Saved entries:

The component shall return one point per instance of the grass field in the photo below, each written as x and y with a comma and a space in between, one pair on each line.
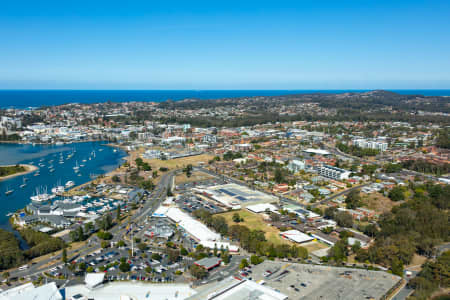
255, 221
378, 202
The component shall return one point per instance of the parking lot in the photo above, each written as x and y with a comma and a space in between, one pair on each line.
324, 282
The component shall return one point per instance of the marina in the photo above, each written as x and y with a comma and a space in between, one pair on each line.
54, 175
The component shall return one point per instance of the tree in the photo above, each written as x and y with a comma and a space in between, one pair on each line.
255, 260
397, 194
118, 213
124, 267
183, 251
198, 272
173, 255
330, 212
156, 256
82, 266
243, 264
236, 218
142, 246
344, 219
5, 275
353, 199
279, 176
115, 178
77, 235
88, 227
64, 256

Problem description
A reply should hold exactly the lines from the one containing "The component shall return one point per instance of the parking" through the end of the data above, nothing more.

Solution for this exercise
The component shall return one point per instance of the parking lot in the photo above, each written as x and y with a comma and a space in between, one pair on each line.
324, 282
The component shall return one point per instance of the marina in the photo above, each written as x and y with a comma and a space in between, one pair on each line.
54, 175
The component shall return one point per instance of the tree in the photo above, each written as x and y with a comma and a space in between, one pair on each line.
255, 260
397, 194
118, 213
124, 267
183, 251
198, 272
173, 255
330, 212
156, 256
82, 266
243, 264
236, 218
142, 246
344, 219
5, 275
353, 199
279, 176
115, 178
77, 235
88, 227
64, 256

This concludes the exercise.